TASK ITEM>
Without including any image, retype the records word for word.

☆ ☆ ☆ ☆ ☆ ☆ ☆

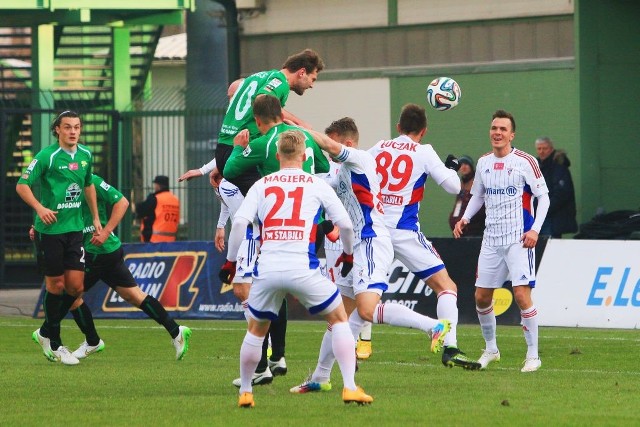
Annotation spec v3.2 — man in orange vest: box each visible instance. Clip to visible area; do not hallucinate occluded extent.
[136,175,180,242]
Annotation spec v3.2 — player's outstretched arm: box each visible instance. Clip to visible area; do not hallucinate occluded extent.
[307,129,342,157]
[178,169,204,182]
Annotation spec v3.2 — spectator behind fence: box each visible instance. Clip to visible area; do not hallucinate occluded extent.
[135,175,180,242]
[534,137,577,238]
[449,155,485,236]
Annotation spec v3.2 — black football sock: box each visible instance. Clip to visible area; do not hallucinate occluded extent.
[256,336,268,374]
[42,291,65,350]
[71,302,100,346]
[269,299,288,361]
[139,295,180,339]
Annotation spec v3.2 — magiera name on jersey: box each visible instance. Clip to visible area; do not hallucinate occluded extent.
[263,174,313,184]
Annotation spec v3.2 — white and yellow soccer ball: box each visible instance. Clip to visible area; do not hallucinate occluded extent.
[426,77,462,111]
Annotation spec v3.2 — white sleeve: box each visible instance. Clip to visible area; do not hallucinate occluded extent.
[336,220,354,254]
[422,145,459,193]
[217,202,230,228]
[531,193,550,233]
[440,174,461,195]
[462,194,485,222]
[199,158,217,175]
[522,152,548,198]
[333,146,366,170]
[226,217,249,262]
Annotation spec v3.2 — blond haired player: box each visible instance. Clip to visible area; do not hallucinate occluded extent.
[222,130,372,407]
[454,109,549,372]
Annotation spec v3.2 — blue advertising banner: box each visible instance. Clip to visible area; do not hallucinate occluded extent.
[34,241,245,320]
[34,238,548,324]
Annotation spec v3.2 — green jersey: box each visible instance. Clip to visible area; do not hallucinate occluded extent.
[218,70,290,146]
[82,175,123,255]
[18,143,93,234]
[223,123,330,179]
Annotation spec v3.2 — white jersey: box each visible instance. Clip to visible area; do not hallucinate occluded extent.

☆ ☆ ☆ ☆ ☆ ☆ ☆

ANSWER TO THIS PROBLEM>
Annotation spec v3.2 — man in orange vest: box each visible instance. Clip to visible area; do not hallucinate occluded extent.
[136,175,180,242]
Annotation spec v3.2 — player's outstretched arm: box each visible instance. Clip to visible area; do not hallucinate occluded extent.
[307,129,342,157]
[178,169,204,182]
Annotation spec v3.2 — spectator behind fence: box each visible instance. Clip to visible area; do not hallucinate occluded extent.
[135,175,180,242]
[534,137,577,238]
[449,155,485,236]
Annotation spec v3.2 — black football sock: box each visible instance. Clip to visible area; do not hallucinate occluded extent.
[256,336,268,374]
[42,291,65,350]
[71,302,100,346]
[269,299,288,361]
[139,295,180,339]
Annotation spec v3.2 — magiera name on jersey: box each visible instance. Clip to visible area; do not hallucinate occluded extent.
[263,174,313,184]
Annotation spec v3.2 — white and yellow soccer ball: box each visible instance. Clip to visible area; do not hallucinate occluded extent.
[426,77,462,111]
Annotation spec v3.2 — white sleeve: box each visible instance. Clip to visible area; do not hallucinate occluded extent.
[336,220,354,254]
[422,145,459,193]
[217,202,230,228]
[531,193,550,233]
[440,174,461,195]
[462,194,485,222]
[199,158,217,175]
[522,152,548,198]
[333,146,366,170]
[226,217,249,262]
Annotation spec v3.2 — blond haired player: box each visible instance. Clip to visible area; do not hallucinate occluded extent.
[222,130,372,407]
[454,109,549,372]
Annotation spec v3.2 — blue advertising banner: box each visible instance. Clip to visible area; do not hallucinate occluded extent.
[34,241,245,320]
[34,238,548,324]
Annotation spec v3.2 — green jersey: box each visible instance. Clip to visible area; do not hallucinate occluded extent.
[218,70,290,146]
[82,175,123,255]
[18,143,93,234]
[223,123,330,179]
Annotation spec v3.2 — white jersey: box each visible instance. Clip to visible area; do not hallucinate occluded extent.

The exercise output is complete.